(Records of labeled boxes)

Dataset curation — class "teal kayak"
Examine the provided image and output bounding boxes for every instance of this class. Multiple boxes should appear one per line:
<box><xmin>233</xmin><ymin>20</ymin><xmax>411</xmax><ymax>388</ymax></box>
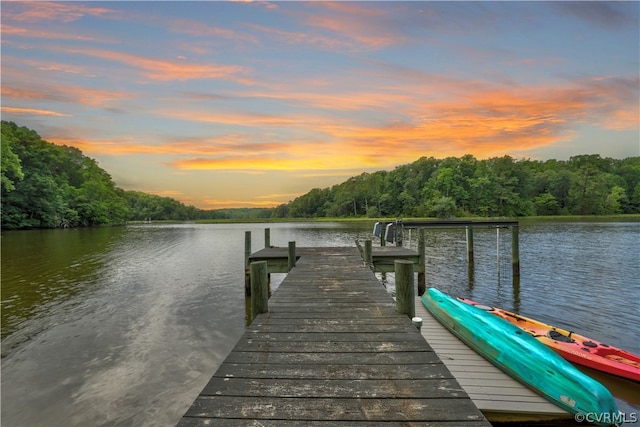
<box><xmin>422</xmin><ymin>288</ymin><xmax>620</xmax><ymax>426</ymax></box>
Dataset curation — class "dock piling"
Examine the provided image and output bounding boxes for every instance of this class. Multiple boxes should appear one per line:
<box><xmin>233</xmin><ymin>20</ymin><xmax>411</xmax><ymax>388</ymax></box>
<box><xmin>418</xmin><ymin>228</ymin><xmax>427</xmax><ymax>296</ymax></box>
<box><xmin>364</xmin><ymin>239</ymin><xmax>373</xmax><ymax>268</ymax></box>
<box><xmin>289</xmin><ymin>242</ymin><xmax>296</xmax><ymax>271</ymax></box>
<box><xmin>250</xmin><ymin>261</ymin><xmax>269</xmax><ymax>321</ymax></box>
<box><xmin>511</xmin><ymin>225</ymin><xmax>520</xmax><ymax>285</ymax></box>
<box><xmin>244</xmin><ymin>231</ymin><xmax>251</xmax><ymax>297</ymax></box>
<box><xmin>394</xmin><ymin>259</ymin><xmax>416</xmax><ymax>319</ymax></box>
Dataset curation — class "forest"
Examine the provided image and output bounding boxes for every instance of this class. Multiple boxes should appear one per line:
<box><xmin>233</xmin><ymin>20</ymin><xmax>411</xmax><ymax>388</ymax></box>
<box><xmin>0</xmin><ymin>121</ymin><xmax>640</xmax><ymax>230</ymax></box>
<box><xmin>1</xmin><ymin>121</ymin><xmax>216</xmax><ymax>230</ymax></box>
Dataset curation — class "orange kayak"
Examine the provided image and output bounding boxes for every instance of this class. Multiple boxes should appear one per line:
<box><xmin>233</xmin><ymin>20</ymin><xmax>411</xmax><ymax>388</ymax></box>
<box><xmin>458</xmin><ymin>298</ymin><xmax>640</xmax><ymax>382</ymax></box>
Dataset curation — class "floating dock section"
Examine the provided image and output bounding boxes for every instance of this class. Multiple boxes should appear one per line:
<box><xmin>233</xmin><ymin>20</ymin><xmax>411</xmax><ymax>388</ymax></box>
<box><xmin>178</xmin><ymin>247</ymin><xmax>490</xmax><ymax>427</ymax></box>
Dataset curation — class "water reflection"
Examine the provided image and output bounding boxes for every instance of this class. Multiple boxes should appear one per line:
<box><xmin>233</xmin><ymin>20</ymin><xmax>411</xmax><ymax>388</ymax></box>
<box><xmin>2</xmin><ymin>222</ymin><xmax>640</xmax><ymax>427</ymax></box>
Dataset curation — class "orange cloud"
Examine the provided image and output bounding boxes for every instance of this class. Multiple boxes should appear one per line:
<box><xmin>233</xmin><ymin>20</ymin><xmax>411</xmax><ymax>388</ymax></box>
<box><xmin>44</xmin><ymin>46</ymin><xmax>254</xmax><ymax>85</ymax></box>
<box><xmin>2</xmin><ymin>24</ymin><xmax>105</xmax><ymax>42</ymax></box>
<box><xmin>2</xmin><ymin>85</ymin><xmax>135</xmax><ymax>107</ymax></box>
<box><xmin>2</xmin><ymin>1</ymin><xmax>116</xmax><ymax>23</ymax></box>
<box><xmin>0</xmin><ymin>106</ymin><xmax>71</xmax><ymax>117</ymax></box>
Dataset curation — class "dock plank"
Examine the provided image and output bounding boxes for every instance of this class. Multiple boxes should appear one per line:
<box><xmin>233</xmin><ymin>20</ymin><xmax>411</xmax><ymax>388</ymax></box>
<box><xmin>178</xmin><ymin>248</ymin><xmax>490</xmax><ymax>427</ymax></box>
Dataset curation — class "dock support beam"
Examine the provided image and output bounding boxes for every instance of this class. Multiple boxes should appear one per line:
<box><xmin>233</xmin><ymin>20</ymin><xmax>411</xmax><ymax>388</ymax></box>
<box><xmin>289</xmin><ymin>242</ymin><xmax>296</xmax><ymax>271</ymax></box>
<box><xmin>244</xmin><ymin>231</ymin><xmax>251</xmax><ymax>297</ymax></box>
<box><xmin>394</xmin><ymin>259</ymin><xmax>416</xmax><ymax>319</ymax></box>
<box><xmin>364</xmin><ymin>239</ymin><xmax>373</xmax><ymax>270</ymax></box>
<box><xmin>418</xmin><ymin>228</ymin><xmax>427</xmax><ymax>296</ymax></box>
<box><xmin>250</xmin><ymin>261</ymin><xmax>269</xmax><ymax>322</ymax></box>
<box><xmin>465</xmin><ymin>225</ymin><xmax>473</xmax><ymax>264</ymax></box>
<box><xmin>511</xmin><ymin>225</ymin><xmax>520</xmax><ymax>285</ymax></box>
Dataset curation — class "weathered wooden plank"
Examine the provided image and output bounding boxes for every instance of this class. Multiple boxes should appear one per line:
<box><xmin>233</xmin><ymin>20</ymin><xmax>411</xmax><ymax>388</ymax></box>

Problem to solve: Gather every line in the items above that contains the string "plank", and copy each of those lines in full.

Exercise response:
Dataset curation — class "dock plank"
Dataset curation — class "weathered wooden plank"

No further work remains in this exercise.